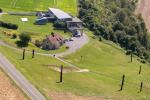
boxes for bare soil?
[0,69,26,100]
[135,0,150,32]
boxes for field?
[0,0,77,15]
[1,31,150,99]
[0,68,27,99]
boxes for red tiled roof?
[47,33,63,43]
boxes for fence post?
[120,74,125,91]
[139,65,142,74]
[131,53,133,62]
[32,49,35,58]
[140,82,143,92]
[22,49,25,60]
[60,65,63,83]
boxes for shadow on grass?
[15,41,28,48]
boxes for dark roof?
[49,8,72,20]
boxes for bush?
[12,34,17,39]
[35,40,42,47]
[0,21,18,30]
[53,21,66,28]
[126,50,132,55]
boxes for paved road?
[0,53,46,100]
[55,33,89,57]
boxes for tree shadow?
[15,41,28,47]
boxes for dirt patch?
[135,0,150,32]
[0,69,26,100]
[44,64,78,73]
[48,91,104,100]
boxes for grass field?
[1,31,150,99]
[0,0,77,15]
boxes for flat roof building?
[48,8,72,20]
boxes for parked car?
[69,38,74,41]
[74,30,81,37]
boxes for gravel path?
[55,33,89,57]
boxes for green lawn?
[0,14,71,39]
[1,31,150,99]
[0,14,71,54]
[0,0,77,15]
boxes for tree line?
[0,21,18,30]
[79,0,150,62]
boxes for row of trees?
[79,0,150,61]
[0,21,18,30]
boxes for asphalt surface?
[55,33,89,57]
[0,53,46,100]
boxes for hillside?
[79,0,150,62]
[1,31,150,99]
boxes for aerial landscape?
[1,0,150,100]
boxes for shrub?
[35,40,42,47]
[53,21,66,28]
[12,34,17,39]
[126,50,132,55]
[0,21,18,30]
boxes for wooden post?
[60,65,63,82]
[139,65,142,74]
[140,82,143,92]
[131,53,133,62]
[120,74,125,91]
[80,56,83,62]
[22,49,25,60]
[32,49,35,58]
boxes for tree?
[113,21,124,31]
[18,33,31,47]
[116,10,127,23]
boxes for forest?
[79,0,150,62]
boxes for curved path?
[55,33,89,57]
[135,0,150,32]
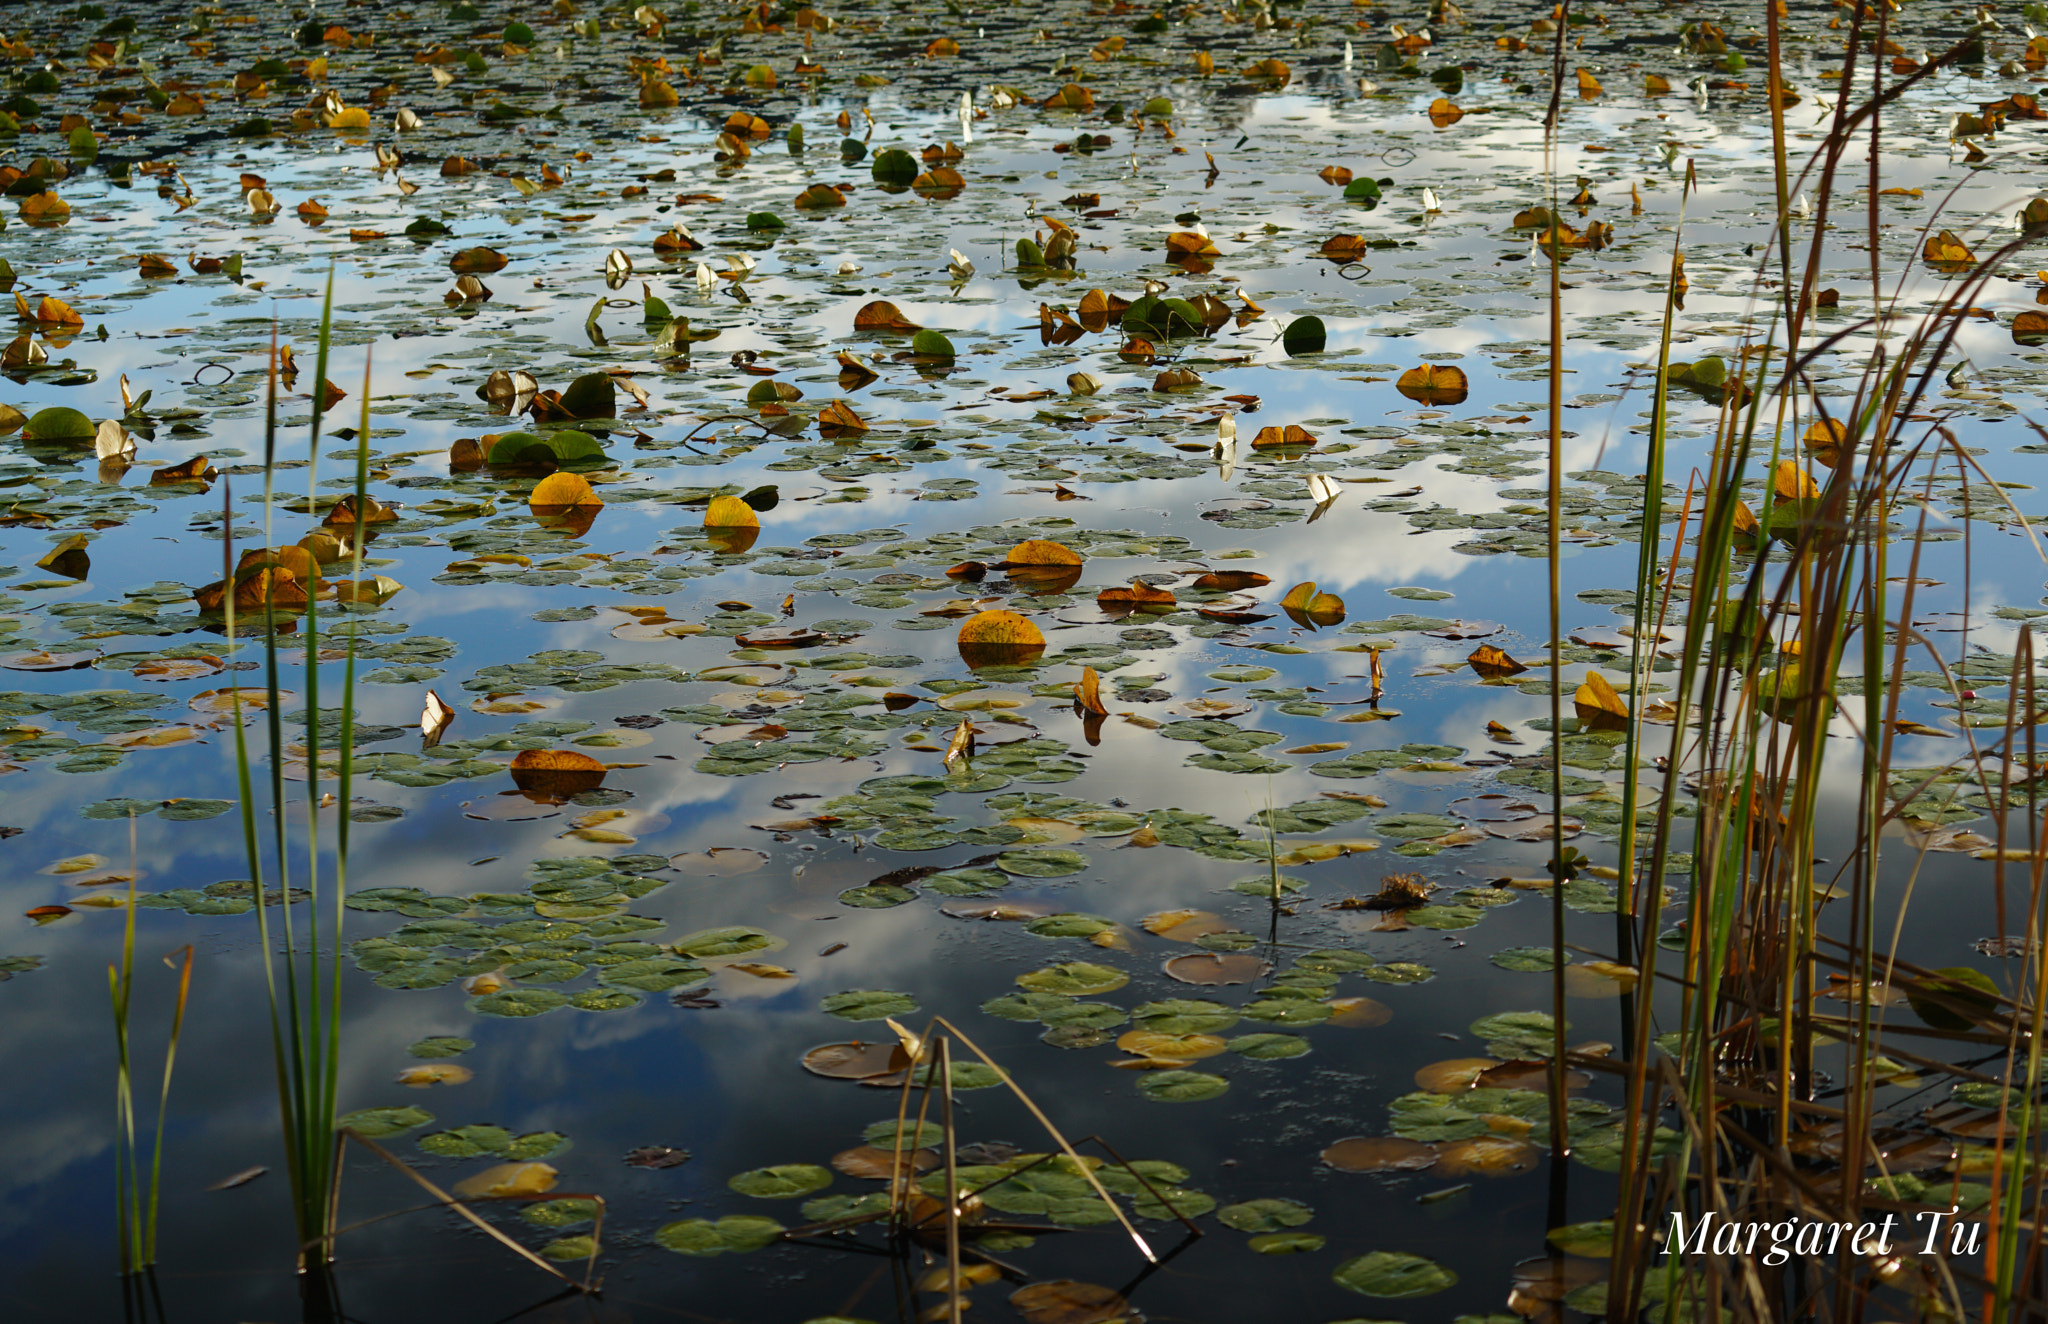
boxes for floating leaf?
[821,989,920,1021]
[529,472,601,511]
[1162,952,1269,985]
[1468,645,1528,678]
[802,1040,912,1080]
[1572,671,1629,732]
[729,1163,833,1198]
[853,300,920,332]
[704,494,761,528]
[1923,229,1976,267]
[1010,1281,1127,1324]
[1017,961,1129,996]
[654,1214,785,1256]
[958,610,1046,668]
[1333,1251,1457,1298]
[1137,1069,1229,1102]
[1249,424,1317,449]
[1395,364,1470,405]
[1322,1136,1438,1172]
________________________________________
### ACTIVITY
The answer must reproduce every line of the records above exactly, with all pictures left out.

### SOLVED EXERCISE
boxes for bare soil?
[0,69,26,100]
[135,0,150,32]
boxes for field?
[0,0,77,15]
[1,31,150,99]
[0,68,27,99]
boxes for red tiled roof?
[47,33,63,43]
boxes for fence post?
[120,74,125,91]
[139,65,142,74]
[131,53,133,62]
[32,49,35,58]
[140,82,143,92]
[22,49,25,60]
[60,65,63,83]
boxes for shadow on grass?
[15,41,28,48]
boxes for dark roof?
[49,8,72,20]
boxes for bush?
[12,34,17,39]
[35,40,42,47]
[0,21,18,30]
[53,21,66,28]
[126,50,132,55]
boxes for paved road?
[0,53,46,100]
[55,33,89,57]
boxes for tree shadow?
[15,41,28,47]
boxes for dirt patch?
[135,0,150,32]
[0,69,26,100]
[44,64,78,73]
[48,91,104,100]
boxes for grass field?
[1,31,150,99]
[0,0,77,15]
boxes for flat roof building?
[48,8,72,20]
boxes for parked car?
[69,38,74,41]
[74,30,81,37]
boxes for gravel path?
[55,33,89,57]
boxes for green lawn?
[0,14,71,39]
[1,31,150,99]
[0,14,71,54]
[0,0,77,15]
boxes for tree line?
[0,21,18,30]
[79,0,150,62]
boxes for row of trees?
[79,0,150,61]
[0,21,18,30]
boxes for asphalt surface?
[55,33,89,57]
[0,53,46,100]
boxes for hillside?
[79,0,150,62]
[1,31,150,99]
boxes for aerial landscape?
[1,0,150,100]
boxes for shrub?
[35,40,42,47]
[53,21,66,28]
[12,34,17,39]
[126,50,132,55]
[0,21,18,30]
boxes for wooden post?
[60,65,63,82]
[139,65,142,74]
[140,82,143,92]
[131,53,133,62]
[120,74,125,91]
[80,56,83,62]
[22,49,25,60]
[32,49,35,58]
boxes for tree?
[113,21,124,31]
[18,33,31,47]
[116,10,127,23]
boxes for forest?
[79,0,150,62]
boxes for curved path?
[55,33,89,57]
[135,0,150,32]
boxes for floating leaf?
[821,989,920,1021]
[529,472,601,511]
[1162,952,1269,985]
[1468,645,1528,678]
[802,1040,912,1080]
[1572,671,1629,732]
[729,1163,833,1198]
[853,300,920,332]
[704,494,761,528]
[1923,229,1976,267]
[1010,1281,1127,1324]
[1017,961,1129,996]
[654,1214,785,1256]
[958,610,1046,668]
[1333,1251,1457,1298]
[1137,1069,1229,1102]
[1249,424,1317,449]
[1395,364,1470,405]
[1322,1136,1438,1172]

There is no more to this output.